Object point labels:
-*-*-

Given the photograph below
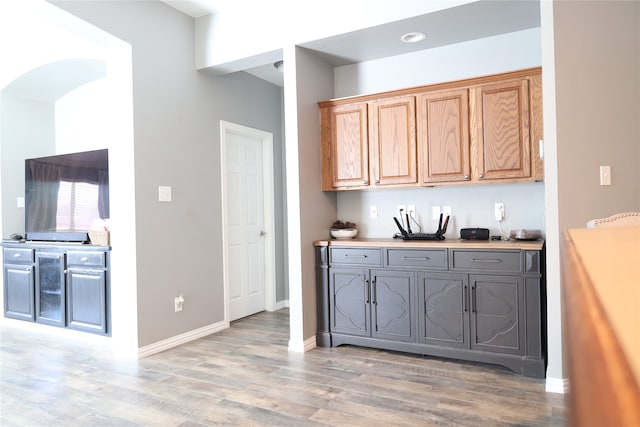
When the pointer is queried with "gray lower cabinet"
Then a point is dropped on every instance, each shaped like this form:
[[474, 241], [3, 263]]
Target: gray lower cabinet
[[475, 312], [479, 305], [19, 280], [373, 303], [58, 286], [444, 315], [50, 288]]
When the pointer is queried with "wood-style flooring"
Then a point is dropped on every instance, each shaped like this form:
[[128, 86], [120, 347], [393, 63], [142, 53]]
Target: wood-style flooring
[[245, 376]]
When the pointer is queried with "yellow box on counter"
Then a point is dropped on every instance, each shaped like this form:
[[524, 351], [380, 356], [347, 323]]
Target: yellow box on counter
[[100, 237]]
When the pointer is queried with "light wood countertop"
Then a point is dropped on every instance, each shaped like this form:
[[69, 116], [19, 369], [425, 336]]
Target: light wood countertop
[[602, 306], [535, 245]]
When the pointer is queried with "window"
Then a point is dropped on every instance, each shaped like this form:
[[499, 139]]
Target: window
[[77, 205]]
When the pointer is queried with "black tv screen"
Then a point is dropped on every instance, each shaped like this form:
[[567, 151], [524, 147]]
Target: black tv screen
[[66, 195]]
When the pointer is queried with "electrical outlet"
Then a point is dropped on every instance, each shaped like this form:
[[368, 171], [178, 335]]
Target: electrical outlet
[[435, 212], [605, 175], [178, 302], [499, 211], [401, 210]]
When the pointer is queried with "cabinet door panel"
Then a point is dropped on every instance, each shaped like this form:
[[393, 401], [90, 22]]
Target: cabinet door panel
[[502, 135], [497, 313], [349, 298], [443, 130], [444, 313], [18, 292], [86, 300], [393, 305], [349, 146], [392, 143], [50, 288]]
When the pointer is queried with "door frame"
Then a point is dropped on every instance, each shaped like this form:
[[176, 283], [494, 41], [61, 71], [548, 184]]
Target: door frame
[[227, 128]]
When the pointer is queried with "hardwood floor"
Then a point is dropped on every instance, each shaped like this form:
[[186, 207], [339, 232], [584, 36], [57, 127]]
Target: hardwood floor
[[245, 376]]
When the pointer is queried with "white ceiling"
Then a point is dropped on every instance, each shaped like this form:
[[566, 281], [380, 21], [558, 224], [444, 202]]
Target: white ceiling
[[470, 21]]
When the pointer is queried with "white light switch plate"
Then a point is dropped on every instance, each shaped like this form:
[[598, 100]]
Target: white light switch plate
[[605, 175], [164, 193]]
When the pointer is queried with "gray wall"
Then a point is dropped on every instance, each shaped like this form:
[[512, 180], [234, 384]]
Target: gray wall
[[28, 130], [597, 94], [591, 83], [176, 132]]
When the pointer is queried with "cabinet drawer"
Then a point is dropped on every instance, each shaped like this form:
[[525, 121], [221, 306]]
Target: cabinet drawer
[[19, 255], [355, 256], [421, 258], [507, 261], [85, 259]]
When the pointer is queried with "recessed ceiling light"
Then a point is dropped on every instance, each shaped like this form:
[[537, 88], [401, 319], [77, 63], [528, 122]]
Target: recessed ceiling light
[[413, 37]]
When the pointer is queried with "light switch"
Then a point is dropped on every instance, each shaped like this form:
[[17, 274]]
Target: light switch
[[164, 193], [605, 175]]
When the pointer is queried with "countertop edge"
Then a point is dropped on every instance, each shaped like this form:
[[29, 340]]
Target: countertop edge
[[535, 245]]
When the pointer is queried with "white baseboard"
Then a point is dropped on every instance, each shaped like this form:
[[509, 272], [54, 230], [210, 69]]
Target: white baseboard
[[302, 346], [557, 385], [163, 345]]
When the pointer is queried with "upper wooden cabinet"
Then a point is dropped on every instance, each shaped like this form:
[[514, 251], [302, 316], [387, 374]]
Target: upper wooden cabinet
[[345, 148], [392, 141], [481, 130], [443, 133], [500, 130]]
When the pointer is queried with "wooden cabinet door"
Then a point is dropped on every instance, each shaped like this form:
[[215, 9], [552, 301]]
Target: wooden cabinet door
[[86, 300], [345, 146], [349, 300], [444, 309], [497, 314], [392, 305], [18, 292], [392, 141], [443, 136], [500, 128]]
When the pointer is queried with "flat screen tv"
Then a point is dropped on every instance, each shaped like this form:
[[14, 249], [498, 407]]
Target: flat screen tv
[[66, 195]]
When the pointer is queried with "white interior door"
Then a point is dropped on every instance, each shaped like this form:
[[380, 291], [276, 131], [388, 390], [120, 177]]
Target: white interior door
[[247, 228]]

-*-*-

Copy the material above in full and exactly, skipping pictures.

Finished answer:
Given the photograph below
When the pointer is queried with "gray lower cabinet"
Then a point is dropped on every instance, each shaped like this form:
[[474, 241], [3, 263]]
Target: gray lower cabinet
[[475, 312], [479, 305], [19, 280], [373, 303], [58, 286], [444, 315], [50, 288]]
When the pointer is queried with "wood-style flooring"
Then a point is dropped on every instance, each shaped like this form:
[[128, 86], [120, 347], [393, 63], [142, 53]]
Target: wood-style flooring
[[245, 376]]
When the pointer is queried with "yellow box on counter"
Then a point is dropped on every instance, each shaped like this form:
[[524, 351], [380, 356], [347, 323]]
Target: yellow box on counter
[[100, 237]]
When the pointer is queried with "light wood countertop"
Then a point is dropped on every instance, each shaped like this form:
[[69, 116], [19, 369], [425, 336]]
Target: light wood countertop
[[602, 306], [535, 245]]
When the pointer is queried with "window"
Then a point is dropped on every instance, each shaped like this form:
[[499, 139]]
Target: window
[[77, 205]]
When the pointer is queried with "black tv screen"
Then a point is dropped on every instance, each shaped like this form:
[[567, 151], [524, 147]]
Target: black tv screen
[[66, 195]]
When the pointer is queried with "electrical outlet"
Then a point is dropped on every instance, each shaped like this form:
[[368, 171], [178, 335]]
Target: electrical outlet
[[435, 212], [605, 175], [178, 302], [499, 211], [401, 210]]
When the pointer is queried with "cabinet door panel"
Then a point is dropped on every instance, each shaped like this form:
[[393, 401], [90, 22]]
Target: cabinet door panel
[[502, 135], [497, 313], [349, 298], [443, 130], [444, 313], [18, 292], [86, 300], [393, 305], [349, 146], [392, 143], [50, 288]]
When the pointer is queried with "door frame"
Then a point is dropped on every instance, each shaped like this form:
[[176, 283], [494, 41], [61, 71], [548, 184]]
Target: door frame
[[227, 128]]
When the pointer is queried with "hardwood floor"
Then a point is dropped on every instance, each shaped like this form:
[[186, 207], [339, 232], [584, 36], [57, 127]]
Target: hardwood floor
[[245, 376]]
When the pointer is queried with "white ceiling"
Then a point is dropped on every instance, each shaped like this form:
[[566, 281], [380, 21], [558, 224], [444, 202]]
Target: white ceiling
[[470, 21]]
When the pointer is queried with "white light switch plate"
Then a point is dropped on every instance, each shaped like this form:
[[598, 100]]
Target: white light switch plate
[[605, 175], [164, 193]]
When the pointer is queried with "gray wall"
Then a point is dropped on every instance, each shaped like this form:
[[512, 180], [234, 384]]
Target: gray wall
[[28, 130], [597, 94], [591, 83], [176, 132]]
When the pointer is queried with "cabinet drawer"
Then a point is dropped on every instance, each shaped like this form:
[[525, 121], [221, 306]]
Target: cabinet drawer
[[19, 255], [355, 256], [421, 258], [507, 261], [85, 259]]
When the pointer is queried with "recessed ceiling light"
Then a point is dropped on every instance, each shaped like this form:
[[537, 88], [401, 319], [77, 63], [528, 122]]
Target: recessed ceiling light
[[413, 37]]
When the pointer is queried with "light switch"
Then a point is dropped on every instance, each shaped like this form:
[[17, 274]]
Target: light switch
[[164, 193], [605, 175]]
When the pointer is queried with "countertop edge"
Then a point is dropped on every instance, each shaped like this form:
[[29, 340]]
Target: countertop edge
[[535, 245]]
When the pointer is queried with "white baseboard"
Then a point is dropped on every instance, each shaped like this form:
[[509, 272], [54, 230], [210, 69]]
Target: white baseboard
[[302, 346], [557, 385], [163, 345]]
When the pointer is queried with "upper wooden cabinet"
Then a point is dropped on every instance, each shaped like this form:
[[514, 251], [302, 316], [387, 374]]
Target: upper wooden cabinet
[[345, 148], [392, 141], [481, 130], [443, 133], [500, 130]]
When the pointer is queried with "wooden cabinet door"
Then a point is dropped on every instance, each shaped like this form:
[[215, 9], [552, 301]]
Target: wooden cabinet door
[[86, 300], [345, 146], [349, 300], [444, 309], [497, 314], [392, 305], [18, 292], [392, 141], [443, 136], [500, 128]]
When the pointer is queried with "flat screen tv"
Then a point is dropped on every instance, each shaped like this form:
[[14, 249], [498, 407]]
Target: flat screen tv
[[66, 195]]
When the pointer is queried with "white interior door"
Then a point is dropped on every instance, each shaped like this form:
[[380, 291], [276, 131], [388, 390], [120, 177]]
Target: white interior door
[[247, 228]]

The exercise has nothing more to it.